* **Point labeling samples**:
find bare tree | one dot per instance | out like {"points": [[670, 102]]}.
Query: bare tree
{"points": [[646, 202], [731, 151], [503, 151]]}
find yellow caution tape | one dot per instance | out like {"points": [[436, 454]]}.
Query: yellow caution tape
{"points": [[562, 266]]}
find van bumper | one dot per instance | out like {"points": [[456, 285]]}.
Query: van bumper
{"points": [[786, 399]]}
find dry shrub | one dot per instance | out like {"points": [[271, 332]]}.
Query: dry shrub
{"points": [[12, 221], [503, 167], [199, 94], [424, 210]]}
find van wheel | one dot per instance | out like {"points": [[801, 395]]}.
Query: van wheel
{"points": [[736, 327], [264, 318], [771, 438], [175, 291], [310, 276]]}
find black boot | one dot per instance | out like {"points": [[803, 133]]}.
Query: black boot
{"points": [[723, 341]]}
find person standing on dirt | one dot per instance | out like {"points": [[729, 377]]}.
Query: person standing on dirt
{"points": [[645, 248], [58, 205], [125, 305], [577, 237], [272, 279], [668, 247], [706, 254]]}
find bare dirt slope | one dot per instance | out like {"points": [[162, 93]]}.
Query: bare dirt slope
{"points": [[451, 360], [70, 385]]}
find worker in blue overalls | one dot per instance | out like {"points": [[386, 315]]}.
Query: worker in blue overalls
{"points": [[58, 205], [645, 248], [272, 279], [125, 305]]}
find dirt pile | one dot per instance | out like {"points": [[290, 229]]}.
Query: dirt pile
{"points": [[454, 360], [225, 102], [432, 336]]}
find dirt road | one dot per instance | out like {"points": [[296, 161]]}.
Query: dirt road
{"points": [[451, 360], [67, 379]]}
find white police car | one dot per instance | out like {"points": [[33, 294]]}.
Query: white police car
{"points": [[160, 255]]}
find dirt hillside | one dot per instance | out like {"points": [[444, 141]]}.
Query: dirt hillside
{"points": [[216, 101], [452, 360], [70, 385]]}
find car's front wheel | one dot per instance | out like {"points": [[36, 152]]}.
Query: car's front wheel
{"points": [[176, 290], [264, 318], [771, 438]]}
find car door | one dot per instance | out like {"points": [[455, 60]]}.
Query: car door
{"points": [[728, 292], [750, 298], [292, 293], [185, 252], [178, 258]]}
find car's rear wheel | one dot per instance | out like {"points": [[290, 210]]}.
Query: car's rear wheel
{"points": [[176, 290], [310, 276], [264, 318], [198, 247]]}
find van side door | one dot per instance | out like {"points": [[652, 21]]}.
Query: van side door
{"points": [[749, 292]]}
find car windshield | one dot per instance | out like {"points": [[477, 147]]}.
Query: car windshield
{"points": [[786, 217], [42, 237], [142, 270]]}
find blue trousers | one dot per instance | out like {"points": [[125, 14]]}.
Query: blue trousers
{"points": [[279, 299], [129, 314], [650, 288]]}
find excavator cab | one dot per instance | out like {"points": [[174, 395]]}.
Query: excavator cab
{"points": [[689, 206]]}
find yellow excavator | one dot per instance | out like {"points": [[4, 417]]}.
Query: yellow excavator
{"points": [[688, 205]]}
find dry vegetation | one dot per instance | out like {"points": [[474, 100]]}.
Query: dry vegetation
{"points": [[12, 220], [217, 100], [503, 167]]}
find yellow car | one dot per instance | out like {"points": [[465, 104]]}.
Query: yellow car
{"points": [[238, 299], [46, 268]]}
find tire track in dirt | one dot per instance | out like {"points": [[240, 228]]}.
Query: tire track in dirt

* **EXERCISE DIRECTIONS**: Extract every line of the listing above and reproduce each one verbatim, character for character.

* **EXERCISE OUTPUT**:
find bare tree | one dot per instance | out like {"points": [[670, 102]]}.
Query: bare tree
{"points": [[646, 202], [731, 151], [503, 151]]}
find yellow caution tape | one dot per instance | out like {"points": [[436, 454]]}.
Query: yellow caution tape
{"points": [[562, 266]]}
find van bumper | one dot per instance | out like {"points": [[456, 285]]}.
Query: van bumper
{"points": [[786, 399]]}
find dry shrub | one dot per instance | out like {"points": [[271, 332]]}.
Query: dry shrub
{"points": [[12, 221], [503, 167], [199, 94], [424, 210]]}
find van wheel | one dot per instance | out like {"points": [[801, 395]]}.
Query: van wheel
{"points": [[736, 327], [264, 318], [771, 438], [175, 291], [310, 276]]}
find black boot | one dot per instance | out like {"points": [[803, 133]]}.
Query: black boot
{"points": [[723, 341]]}
find person standing on dirt | one dot per instance | out like {"points": [[729, 377]]}.
Query: person standing on dirt
{"points": [[645, 248], [58, 205], [125, 305], [577, 237], [272, 279], [668, 247], [706, 254]]}
find bare dirt slope | one dot per instance | out like {"points": [[162, 93]]}.
Query: bare dirt slope
{"points": [[451, 360], [70, 385]]}
find worker in blue overalls | one dot per instance | out like {"points": [[386, 315]]}.
Query: worker in blue overalls
{"points": [[58, 205], [645, 248], [272, 279], [125, 305]]}
find dirt pile | one dot per instance | out like {"points": [[290, 229]]}.
Query: dirt pile
{"points": [[454, 360], [225, 102], [432, 336]]}
find dirt road | one dot per instance | out like {"points": [[296, 161]]}.
Query: dirt road
{"points": [[451, 360], [67, 379]]}
find white police car | one dot per instance | out like {"points": [[33, 294]]}.
Query: white police car
{"points": [[160, 255]]}
find dirt hillside | one dot per instance | out like {"points": [[444, 141]]}.
Query: dirt hillside
{"points": [[216, 101], [452, 360], [70, 385]]}
find car's front wheel | one dot per instance | out like {"points": [[36, 152]]}.
Query: car's front wheel
{"points": [[176, 290], [264, 318], [771, 438]]}
find car door | one dot per instance | out like {"points": [[455, 60]]}.
Query: car door
{"points": [[728, 292], [750, 298], [292, 293], [185, 252], [178, 258]]}
find car's rear wheel | one dot per instance | out like {"points": [[290, 210]]}.
Query: car's rear wheel
{"points": [[176, 290], [310, 276], [264, 318], [198, 247]]}
find van side door | one dot per instance | out like {"points": [[652, 21]]}.
Query: van side door
{"points": [[749, 292]]}
find car windshield | one dot per instance | out like {"points": [[477, 147]]}.
Query: car windshield
{"points": [[786, 217], [42, 237], [142, 270]]}
find blue trousers | one dot per instance | out like {"points": [[125, 14]]}.
Query: blue trousers
{"points": [[279, 299], [129, 314], [650, 288]]}
find excavator cab | one dot per instance | out like {"points": [[174, 395]]}.
Query: excavator cab
{"points": [[689, 206]]}
find yellow excavator | one dot per instance | out like {"points": [[4, 417]]}.
Query: yellow excavator
{"points": [[688, 205]]}
find dry vegetation | one dot per instance | out like {"points": [[474, 100]]}.
Query: dry vegetation
{"points": [[12, 220], [217, 100], [503, 167]]}
find yellow car | one dot per instance | out like {"points": [[465, 104]]}.
Query: yellow car
{"points": [[238, 299], [46, 268]]}
find tire track in dirt | one dot per instance | out like {"points": [[240, 228]]}.
Query: tire track in dirt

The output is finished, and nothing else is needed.